Source text:

..............................

Render non-watery by cooking them a bit before putting them on the pizza or what?
Yeah, or else eliminate most of the water from them. I'm thinking the only watery veggies you might want to put on pizza are raw tomatoes. In that case, you'd want to use tomatoes that are fairly meaty in the first place, or drain the water from them (in a strainer) for a while.
You cook pizza fairly quickly on high heat, so other watery veggies, like, say, squash (yellow or green), isn't going to have enough time to become wet.
how about beets? A beet pizza? Or radishes?
Those are the things I want to try.
People swear by Peter Reinhardt's dough, but it didn't work for me (I probably underworked it. Or maybe the yeast was dead. I'm not that good at bread). The only recipe I've had consistent success with is the one from the Cheese Board cookbook.
I recently bought a peel and I can't tell you how much easier it makes getting the pizza in and out of the oven. Trying to slip it off the back of a sheet pan == not recommended.
buy some unglazed tiles...
We've tried this several times over the years and could never find the appropriate tiles. Last year we bought 8 or 10 bricks instead, which are a PITA when they get dirty. Which department would this be at the home supply store?
That Times article seems right to me. I have some Artisan Bread in Five Minutes inspired dough in the fridge right now (made with some elaborations because I can't help myself from bread geekery). It's about a week and a half into its sitting in the fridge period and I'm sure it would make great pizza.
I found them at Home Depot, among the tiles. I may have asked someone for "unglazed floor tiles". Also, I clean them via my oven's self-clean cycle.
Stop the thread! I have the answer:
Pizza dough
How to cook it. Need a cast iron skillet and a good potholder. Ignore the part about using the self-cleaning cycle to get to 800 degrees- you preheat the iron pan on high flame to get it hot enough, then invert it in a 500 degree oven and you have a good approximation of a pizza oven.
how about beets? A beet pizza? Or radishes?
I was about to ask you what you wanted to try.
I'd say ixnay on the radishes. Depends on whether what you're making is something normal people would call "pizza". Radishes? Surely you can find something else groovy to do with them.
I'm not big on beets, myself. I could see roasted beets -- if they're not downright soggy but kind of crisped up on the outside -- then the cooled rounds diced, onto pizza. Sure. I'd put some sprinkled goat cheese on that. Sounds quite plausible. Something green on there as well, some kind of robust greens. I'm not very well versed in beets.
Heaven forfend you'd make something that would surprise the normals.
Do any of the recipes include the line: "Flour: pour"?
Oddly "flour" doesn't show up in The Chaos.
Also, for some reason Americans don't spell it "flor".
If I had to rank them, I'd say that there are more ways we don't spell 'flour' than there are that we do.
Hierarchist. I would just count them.
Ways we spell 'flour': one.
Okay, you do the other category.
Ways we don't: more than one. I'm done.
59: I'm just having trouble seeing a way to put radishes on pizza that doesn't wind up being a salad on top of pizza dough. Which is fine, and a pretty attractive idea, actually, but a lot of people might find it strange. I'm drawing a blank on other ways to put radishes on pizza, but I've never cooked radishes, so.
but a lot of people might find it strange
Ok, so, who cares?

..............................

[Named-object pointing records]
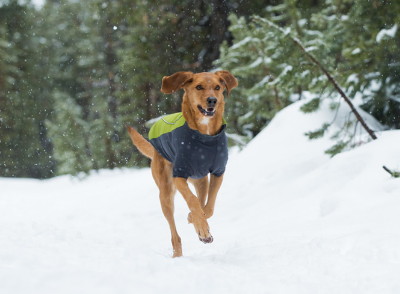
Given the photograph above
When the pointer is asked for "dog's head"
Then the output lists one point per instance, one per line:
(204, 92)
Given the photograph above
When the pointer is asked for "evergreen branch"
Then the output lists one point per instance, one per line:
(322, 68)
(394, 174)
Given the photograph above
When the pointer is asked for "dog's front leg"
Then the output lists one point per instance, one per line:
(215, 184)
(197, 216)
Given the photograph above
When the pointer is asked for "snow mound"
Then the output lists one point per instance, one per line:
(288, 219)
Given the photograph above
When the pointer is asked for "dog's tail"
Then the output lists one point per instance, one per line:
(141, 143)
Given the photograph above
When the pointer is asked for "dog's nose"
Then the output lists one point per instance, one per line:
(211, 101)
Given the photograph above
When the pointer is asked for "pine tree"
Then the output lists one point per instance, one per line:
(23, 148)
(342, 34)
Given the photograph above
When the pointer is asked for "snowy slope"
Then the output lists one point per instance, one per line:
(288, 220)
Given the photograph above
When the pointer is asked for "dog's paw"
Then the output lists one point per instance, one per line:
(190, 218)
(201, 226)
(208, 212)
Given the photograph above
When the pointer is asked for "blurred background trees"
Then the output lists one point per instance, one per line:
(73, 74)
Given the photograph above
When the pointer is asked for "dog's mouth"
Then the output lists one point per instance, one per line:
(210, 111)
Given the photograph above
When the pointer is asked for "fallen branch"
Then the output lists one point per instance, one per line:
(394, 174)
(328, 75)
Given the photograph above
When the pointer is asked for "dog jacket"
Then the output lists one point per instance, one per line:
(192, 154)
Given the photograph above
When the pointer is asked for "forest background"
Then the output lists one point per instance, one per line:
(73, 74)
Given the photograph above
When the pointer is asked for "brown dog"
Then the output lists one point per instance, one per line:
(201, 122)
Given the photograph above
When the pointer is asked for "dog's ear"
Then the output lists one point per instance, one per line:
(171, 84)
(228, 79)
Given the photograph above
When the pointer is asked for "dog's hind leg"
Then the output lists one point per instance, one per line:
(201, 186)
(167, 205)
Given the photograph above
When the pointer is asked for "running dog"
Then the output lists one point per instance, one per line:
(188, 146)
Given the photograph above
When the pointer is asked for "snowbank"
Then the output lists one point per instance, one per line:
(288, 220)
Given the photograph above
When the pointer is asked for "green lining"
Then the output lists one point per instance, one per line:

..............................

Written tasks:
1: Which specific vegetables does the pizza thread name as possible pizza toppings? List each one.
2: Carry on the pizza thread from its last post, adding the next few replies.

Answer list:
1: Tomatoes, squash, beets, radishes

2:
Here's the Artisan Bread recipe for pizza dough:
2 3/4 cups water
Packet of yeast
1 1/2 Tbsp salt
1 Tbsp sugar
1/4 cup good olive oil
6 1/2 cups (812.5 g if you're weighing it) flour
Mix everything in a big bowl, don't knead, just get all the flour wet. Leave it out for two hours with a loose cover, then put it in the fridge (still with the cover). Some time in the next week or so, use it -- it should be enough for four normal pizzas. Don't worry about it not being chewy -- the long rise develops the gluten like kneading would.
I'm bad at getting the dough thin enough, so my pizza's not great, but this is good tasting dough. If you did the skillet trick it'd probably work great.
but I've never cooked radishes
If you slice the radishes and sweat them in a saute pan with a bit of butter, that might work.
Then again, it might not. I've never tried to cook a radish in my life, nor even read how.
A veggie pizza-topping combination I had thought unusual but which is really quite good is jalapeños and pineapple.
Don't worry about it not being chewy -- the long rise develops the gluten like kneading would.
Thanks. Did not know that.
Ok, so, who cares?
What are you talking about? Right, so I'll put oranges on the pizza. How about oranges along with oregano along with eggplant along with diced bananas along with radishes? We'll drizzle the whole thing with blueberry yogurt. Topped with sprinkled parmesan cheese.
Whew --- I got carried away there, but enjoyed myself.
78: As Fran Lebowitz put it:
People have been cooking and eating for thousands of years, so if you are the very first person to think of putting fresh lime juice in scalloped potatoes, try to imagine that there must be a reason for this.
I've cooked radishes. They're lovely braised.
79 is sweet.
I admit I'm being unfair to the radishes, though.
Sweet is not often applied to Fran Lebowitz's writing.
I'm just having trouble seeing a way to put radishes on pizza that doesn't wind up being a salad on top of pizza dough.
Radish + fat + salt is a tried and true combo. And applying heat to radishes often makes them sweeter.
What are you talking about?
Right back atcha, kiddo. What relevance is the fact that some people might find it strange? You, in the comment where you said that, also said it sounded appealing! Oranges and blueberries and eggplant and banana on a pizza isn't something "most people would find strange", or something beyond the bounds of what normal people consider pizza, it's something most people would find absolutely disgusting.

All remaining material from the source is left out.